◆ **Written problem 1**:
Which lines of the entries contain the string "kind"? Find each one and copy it out in full, treating uppercase and lowercase letters as different.

** begin Selected text **

The rate of conversion of the feedstock within the reaction zone is controlled by regulation of the temperature of the catalyst, activity of the catalyst, quantity of the catalyst (i.e., catalyst to oil ratio) and contact time between the catalyst and feedstock. The most common method of regulating the reaction temperature is by regulating the rate of circulation of catalyst from the regeneration zone to the reaction zone which simultaneously produces a variation in the catalyst to oil ratio as the reaction temperatures change. That is, increase in the flow rate of circulating fluid catalyst from the regenerator to the reactor effects an increase in the conversion rate. Since the catalyst temperature in the regeneration zone is usually held at a relatively constant temperature, significantly higher than the reaction zone temperature, any increase in catalyst flux from the relatively hot regeneration zone to the reaction zone raises the reaction zone temperature.
One improvement to FCC units, that has reduced the product loss by thermal cracking, is the use of riser cracking. In riser cracking, regenerated catalyst and starting materials enter a pipe reactor. The expansion of the gases formed by contact with hot catalyst upon the hydrocarbons and other fluidizing mediums, if present, transports the mixture upward. Riser cracking provides good initial catalyst and oil contact and also allows the time of contact between the catalyst and oil to be more closely controlled by eliminating turbulence and backmixing that can vary the catalyst residence time. An average riser cracking zone today will have a catalyst to oil contact time of 1 to 5 seconds. A number of riser designs use a lift gas as a further means of providing a uniform catalyst flow. Lift gas accelerates catalyst in a first section of the riser before introduction of the feed and thereby reduces the turbulence which can vary the contact time between the catalyst and hydrocarbons.

** end Selected text **
** begin Input data **

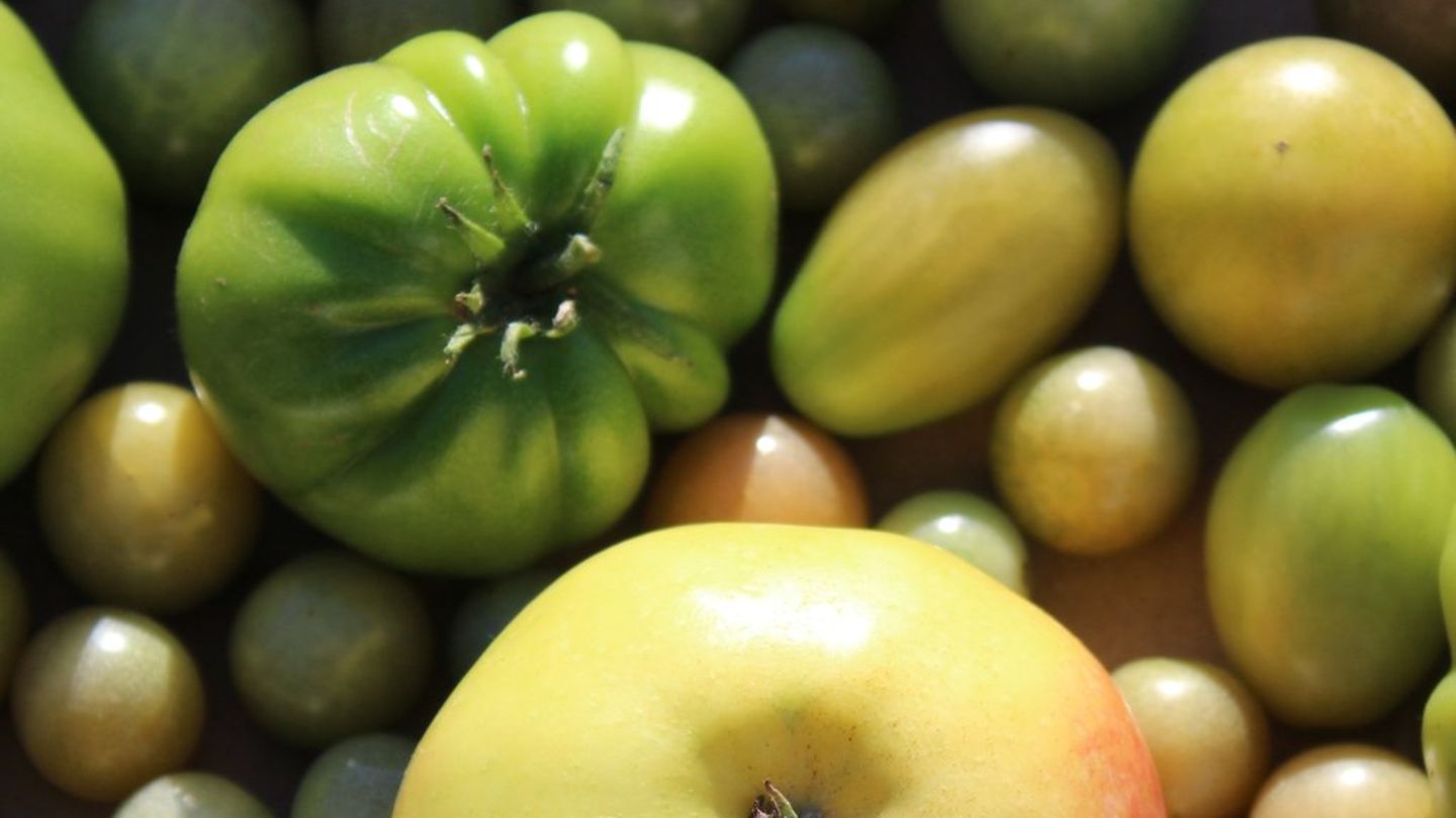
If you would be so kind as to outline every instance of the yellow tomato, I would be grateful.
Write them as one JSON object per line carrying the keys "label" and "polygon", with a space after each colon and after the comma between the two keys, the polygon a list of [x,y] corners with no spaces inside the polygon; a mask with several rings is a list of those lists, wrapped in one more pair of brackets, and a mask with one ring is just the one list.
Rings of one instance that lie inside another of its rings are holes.
{"label": "yellow tomato", "polygon": [[566,572],[435,716],[395,818],[1163,817],[1101,664],[960,557],[869,530],[667,528]]}
{"label": "yellow tomato", "polygon": [[1284,38],[1163,105],[1128,194],[1133,261],[1182,341],[1246,381],[1369,374],[1436,320],[1456,277],[1456,134],[1409,74]]}

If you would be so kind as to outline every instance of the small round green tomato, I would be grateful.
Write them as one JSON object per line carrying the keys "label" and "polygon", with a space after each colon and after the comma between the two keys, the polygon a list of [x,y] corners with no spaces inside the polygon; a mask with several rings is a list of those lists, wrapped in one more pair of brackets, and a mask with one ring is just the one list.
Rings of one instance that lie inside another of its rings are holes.
{"label": "small round green tomato", "polygon": [[127,304],[121,175],[0,3],[0,486],[80,397]]}
{"label": "small round green tomato", "polygon": [[814,20],[872,32],[906,6],[904,0],[779,0],[783,13],[798,20]]}
{"label": "small round green tomato", "polygon": [[939,546],[1002,585],[1026,595],[1026,544],[996,504],[970,492],[925,492],[901,501],[875,525]]}
{"label": "small round green tomato", "polygon": [[213,773],[172,773],[153,779],[116,808],[112,818],[274,818],[253,793]]}
{"label": "small round green tomato", "polygon": [[377,60],[440,29],[489,36],[515,16],[513,0],[320,0],[313,31],[325,65]]}
{"label": "small round green tomato", "polygon": [[1200,0],[939,0],[976,82],[1009,102],[1109,108],[1150,86],[1192,31]]}
{"label": "small round green tomato", "polygon": [[403,718],[430,675],[419,592],[348,553],[293,559],[248,595],[233,623],[233,683],[253,719],[325,747]]}
{"label": "small round green tomato", "polygon": [[262,492],[191,390],[132,383],[89,397],[51,435],[41,525],[92,597],[176,613],[211,597],[253,547]]}
{"label": "small round green tomato", "polygon": [[622,39],[678,48],[718,60],[748,22],[750,0],[531,0],[537,12],[581,12],[600,17]]}
{"label": "small round green tomato", "polygon": [[992,425],[992,477],[1032,537],[1077,555],[1146,543],[1192,493],[1198,426],[1178,384],[1117,346],[1016,380]]}
{"label": "small round green tomato", "polygon": [[1366,725],[1425,680],[1453,504],[1450,440],[1382,387],[1303,387],[1239,441],[1208,504],[1208,601],[1278,719]]}
{"label": "small round green tomato", "polygon": [[769,29],[728,65],[763,125],[783,204],[818,210],[898,135],[890,68],[859,38],[821,25]]}
{"label": "small round green tomato", "polygon": [[1158,766],[1168,814],[1224,818],[1248,808],[1270,763],[1254,693],[1204,662],[1150,656],[1112,671]]}
{"label": "small round green tomato", "polygon": [[1153,119],[1128,240],[1153,307],[1214,367],[1268,389],[1360,378],[1456,281],[1456,131],[1370,49],[1248,45]]}
{"label": "small round green tomato", "polygon": [[450,624],[450,672],[462,678],[480,654],[531,600],[556,579],[555,571],[529,569],[475,589]]}
{"label": "small round green tomato", "polygon": [[67,71],[131,189],[192,204],[234,132],[310,71],[291,0],[96,0]]}
{"label": "small round green tomato", "polygon": [[10,704],[45,780],[87,801],[121,801],[179,769],[202,734],[192,656],[166,627],[121,608],[80,608],[42,627]]}
{"label": "small round green tomato", "polygon": [[293,818],[389,818],[415,742],[365,734],[328,748],[298,783]]}
{"label": "small round green tomato", "polygon": [[1436,818],[1431,786],[1415,766],[1383,747],[1335,744],[1281,764],[1249,818]]}

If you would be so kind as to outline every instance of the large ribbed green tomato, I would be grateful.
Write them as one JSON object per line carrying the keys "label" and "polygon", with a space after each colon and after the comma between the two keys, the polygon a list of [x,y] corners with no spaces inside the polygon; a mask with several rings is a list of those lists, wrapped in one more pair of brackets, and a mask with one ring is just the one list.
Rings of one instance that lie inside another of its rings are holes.
{"label": "large ribbed green tomato", "polygon": [[285,502],[386,562],[504,572],[610,525],[728,394],[773,166],[700,60],[584,15],[409,41],[284,95],[182,249],[199,394]]}
{"label": "large ribbed green tomato", "polygon": [[0,485],[80,396],[127,301],[121,176],[0,4]]}
{"label": "large ribbed green tomato", "polygon": [[1128,192],[1133,261],[1194,352],[1271,389],[1367,376],[1456,281],[1456,132],[1379,54],[1259,42],[1184,83]]}

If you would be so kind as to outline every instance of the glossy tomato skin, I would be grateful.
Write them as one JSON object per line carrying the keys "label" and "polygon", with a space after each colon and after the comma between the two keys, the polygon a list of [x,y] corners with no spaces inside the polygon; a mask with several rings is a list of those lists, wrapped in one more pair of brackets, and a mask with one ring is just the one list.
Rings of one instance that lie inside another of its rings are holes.
{"label": "glossy tomato skin", "polygon": [[[127,202],[45,52],[0,4],[0,485],[86,387],[127,300]],[[17,191],[23,191],[17,194]]]}
{"label": "glossy tomato skin", "polygon": [[1277,718],[1364,725],[1420,684],[1441,651],[1453,501],[1446,434],[1383,387],[1300,389],[1245,435],[1208,508],[1208,597]]}
{"label": "glossy tomato skin", "polygon": [[1270,389],[1358,378],[1452,291],[1456,132],[1373,51],[1248,45],[1159,111],[1128,236],[1153,307],[1214,367]]}
{"label": "glossy tomato skin", "polygon": [[[776,224],[763,137],[705,63],[566,12],[437,32],[239,134],[182,249],[182,346],[313,524],[501,573],[616,521],[649,431],[718,410]],[[540,335],[514,362],[513,323]]]}
{"label": "glossy tomato skin", "polygon": [[773,373],[844,435],[967,409],[1082,316],[1121,208],[1117,157],[1080,119],[992,108],[933,125],[830,213],[773,317]]}
{"label": "glossy tomato skin", "polygon": [[1040,608],[909,537],[740,523],[543,591],[435,716],[395,818],[747,815],[764,780],[799,815],[1166,817],[1123,697]]}

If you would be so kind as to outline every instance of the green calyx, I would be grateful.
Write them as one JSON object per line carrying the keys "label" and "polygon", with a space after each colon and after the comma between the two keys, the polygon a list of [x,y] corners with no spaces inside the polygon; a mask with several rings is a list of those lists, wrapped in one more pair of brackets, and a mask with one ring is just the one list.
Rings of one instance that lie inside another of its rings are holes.
{"label": "green calyx", "polygon": [[591,240],[590,230],[612,192],[622,137],[619,128],[607,140],[571,217],[553,230],[543,230],[526,214],[501,178],[489,146],[482,150],[482,160],[495,192],[499,231],[472,220],[446,198],[435,202],[476,261],[470,287],[454,297],[460,325],[444,346],[451,364],[475,339],[499,333],[501,368],[520,380],[527,374],[521,367],[521,344],[531,338],[562,338],[577,327],[577,279],[601,261],[601,247]]}

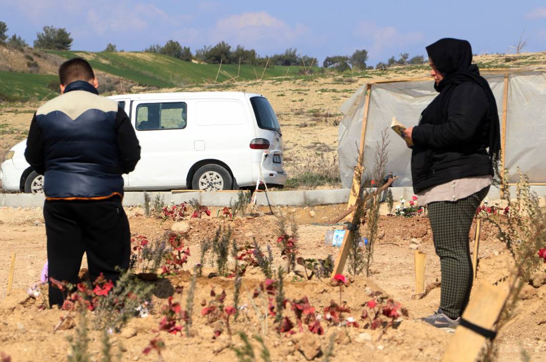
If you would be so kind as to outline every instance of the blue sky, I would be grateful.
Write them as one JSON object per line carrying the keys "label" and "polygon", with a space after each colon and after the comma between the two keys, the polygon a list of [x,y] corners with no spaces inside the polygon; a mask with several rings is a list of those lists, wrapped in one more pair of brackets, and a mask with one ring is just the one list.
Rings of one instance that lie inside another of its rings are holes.
{"label": "blue sky", "polygon": [[528,51],[546,50],[543,0],[116,1],[0,0],[8,35],[29,44],[44,25],[64,27],[73,49],[142,50],[170,39],[192,51],[225,40],[261,55],[288,48],[316,56],[365,49],[375,65],[401,52],[424,54],[443,37],[466,39],[475,54],[507,52],[525,29]]}

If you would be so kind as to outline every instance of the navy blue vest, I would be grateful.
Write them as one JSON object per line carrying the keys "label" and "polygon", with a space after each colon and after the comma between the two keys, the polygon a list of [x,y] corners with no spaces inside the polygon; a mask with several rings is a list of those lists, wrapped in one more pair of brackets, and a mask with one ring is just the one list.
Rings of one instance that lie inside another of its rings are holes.
{"label": "navy blue vest", "polygon": [[44,191],[48,199],[123,195],[115,101],[87,82],[70,83],[36,113],[44,140]]}

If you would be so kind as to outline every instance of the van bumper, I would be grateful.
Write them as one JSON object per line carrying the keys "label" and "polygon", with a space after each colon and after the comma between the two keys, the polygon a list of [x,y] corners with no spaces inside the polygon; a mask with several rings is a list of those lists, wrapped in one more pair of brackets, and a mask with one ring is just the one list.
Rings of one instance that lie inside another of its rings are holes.
{"label": "van bumper", "polygon": [[286,180],[288,176],[286,172],[279,171],[270,171],[269,170],[262,170],[262,175],[264,177],[264,181],[268,187],[279,187],[282,188],[286,183]]}
{"label": "van bumper", "polygon": [[13,161],[8,159],[4,161],[0,165],[0,180],[2,181],[2,188],[6,191],[19,192],[19,183],[21,181],[21,175],[23,170],[18,170],[15,168]]}

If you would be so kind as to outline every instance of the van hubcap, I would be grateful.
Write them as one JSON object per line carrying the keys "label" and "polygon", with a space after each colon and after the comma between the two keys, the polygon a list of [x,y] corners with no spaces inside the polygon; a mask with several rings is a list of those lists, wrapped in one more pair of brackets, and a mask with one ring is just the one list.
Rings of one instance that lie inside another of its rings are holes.
{"label": "van hubcap", "polygon": [[224,180],[215,171],[208,171],[199,178],[199,189],[204,191],[217,191],[223,189]]}
{"label": "van hubcap", "polygon": [[31,184],[31,191],[33,194],[41,193],[44,192],[44,175],[40,175],[32,180]]}

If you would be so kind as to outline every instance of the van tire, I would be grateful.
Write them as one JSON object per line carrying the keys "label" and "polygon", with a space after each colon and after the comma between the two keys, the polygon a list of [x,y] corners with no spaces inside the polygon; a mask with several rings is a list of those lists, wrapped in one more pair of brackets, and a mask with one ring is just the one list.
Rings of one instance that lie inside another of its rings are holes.
{"label": "van tire", "polygon": [[[208,186],[204,184],[207,180],[210,183]],[[199,168],[192,179],[192,188],[194,190],[209,192],[230,190],[233,187],[233,177],[229,172],[222,166],[214,163],[209,163]]]}
{"label": "van tire", "polygon": [[[41,187],[40,188],[40,186]],[[44,192],[44,176],[35,171],[33,171],[25,181],[25,193],[27,194],[42,193]]]}

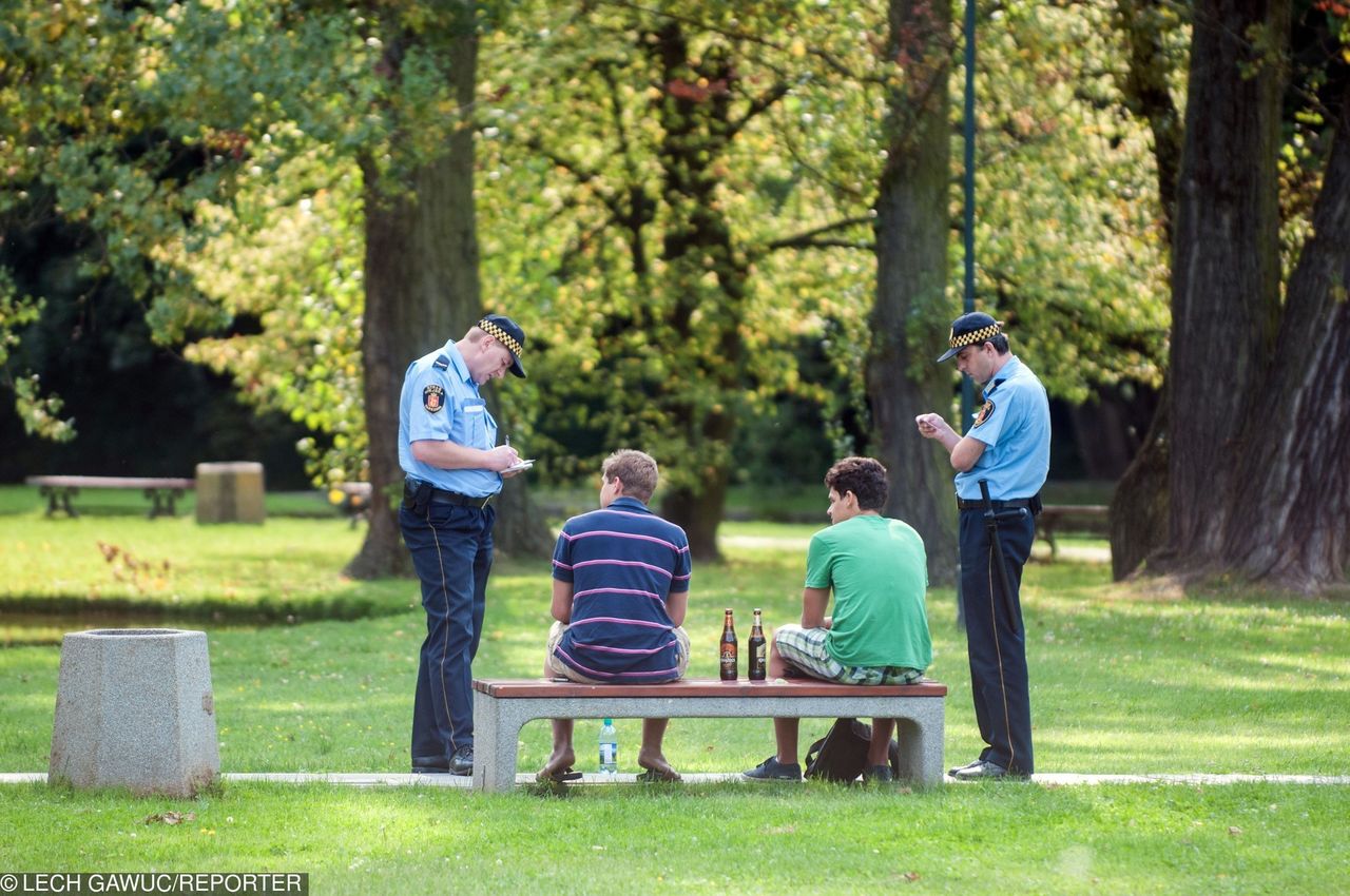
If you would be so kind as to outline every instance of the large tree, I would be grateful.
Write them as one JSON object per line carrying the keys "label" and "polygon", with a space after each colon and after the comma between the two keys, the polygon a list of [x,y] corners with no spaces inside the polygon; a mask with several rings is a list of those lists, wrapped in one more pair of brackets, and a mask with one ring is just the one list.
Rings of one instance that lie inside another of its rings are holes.
{"label": "large tree", "polygon": [[[240,3],[161,16],[57,5],[5,20],[14,130],[0,150],[18,189],[4,208],[53,193],[57,213],[101,240],[103,273],[147,301],[157,339],[196,340],[192,356],[231,371],[247,398],[328,433],[319,478],[369,478],[381,507],[351,571],[406,571],[386,513],[401,480],[398,385],[412,358],[482,312],[478,7]],[[278,185],[278,171],[296,179]],[[298,212],[278,215],[288,208]],[[332,215],[355,216],[359,237]],[[240,242],[256,267],[228,255]],[[212,254],[217,243],[227,251]],[[0,327],[34,313],[7,283]],[[204,337],[240,318],[252,323]],[[30,381],[16,393],[34,426],[59,432]],[[505,547],[547,541],[521,488],[502,515]]]}
{"label": "large tree", "polygon": [[[952,8],[892,0],[887,57],[895,72],[886,166],[876,194],[876,302],[867,359],[878,457],[891,474],[887,513],[923,537],[929,580],[956,579],[956,507],[946,453],[914,436],[914,418],[952,395],[950,370],[933,364],[950,323]],[[898,375],[900,374],[900,375]]]}
{"label": "large tree", "polygon": [[[1323,11],[1332,27],[1308,43],[1335,46],[1345,16]],[[1350,117],[1345,65],[1323,55],[1314,108],[1307,92],[1292,104],[1322,124],[1308,140],[1322,151],[1307,155],[1324,169],[1281,290],[1280,186],[1297,167],[1280,163],[1291,46],[1288,3],[1195,9],[1161,412],[1169,525],[1148,568],[1318,591],[1343,582],[1350,556],[1346,378],[1326,375],[1350,336]],[[1156,540],[1118,526],[1114,547],[1134,557],[1133,541]]]}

** end Input data **

◆ **Written problem 2**:
Can you extract the whole passage on catalytic cracking above and reproduce it word for word?

◆ **Correct output 1**:
If you would be so kind as to outline every instance of the yellow tomato, I would be grateful.
If you would be so kind as to outline every instance of the small round green tomato, I would be grateful.
If you would be so kind as to outline every instance of the large ribbed green tomato, I would be grateful.
If you would be so kind as to outline every instance of the glossy tomato skin, I would be grateful.
If you would be so kind as to outline every instance of the green calyx, I would be grateful.
If you would be so kind as to outline every instance of the blue sky, I would be grateful.
If you would be so kind as to outline every instance of the navy blue vest, I would be grateful.
If you would be so kind as to outline every instance of the van bumper, I would be grateful.
If you would be so kind as to outline every instance of the van hubcap, I would be grateful.
If you would be so kind as to outline every instance of the van tire, I would be grateful.
If you would be so kind as to outline every instance of the large tree, I would be grateful.

◆ **Correct output 2**:
The rate of conversion of the feedstock within the reaction zone is controlled by regulation of the temperature of the catalyst, activity of the catalyst, quantity of the catalyst (i.e., catalyst to oil ratio) and contact time between the catalyst and feedstock. The most common method of regulating the reaction temperature is by regulating the rate of circulation of catalyst from the regeneration zone to the reaction zone which simultaneously produces a variation in the catalyst to oil ratio as the reaction temperatures change. That is, increase in the flow rate of circulating fluid catalyst from the regenerator to the reactor effects an increase in the conversion rate. Since the catalyst temperature in the regeneration zone is usually held at a relatively constant temperature, significantly higher than the reaction zone temperature, any increase in catalyst flux from the relatively hot regeneration zone to the reaction zone raises the reaction zone temperature.
One improvement to FCC units, that has reduced the product loss by thermal cracking, is the use of riser cracking. In riser cracking, regenerated catalyst and starting materials enter a pipe reactor. The expansion of the gases formed by contact with hot catalyst upon the hydrocarbons and other fluidizing mediums, if present, transports the mixture upward. Riser cracking provides good initial catalyst and oil contact and also allows the time of contact between the catalyst and oil to be more closely controlled by eliminating turbulence and backmixing that can vary the catalyst residence time. An average riser cracking zone today will have a catalyst to oil contact time of 1 to 5 seconds. A number of riser designs use a lift gas as a further means of providing a uniform catalyst flow. Lift gas accelerates catalyst in a first section of the riser before introduction of the feed and thereby reduces the turbulence which can vary the contact time between the catalyst and hydrocarbons.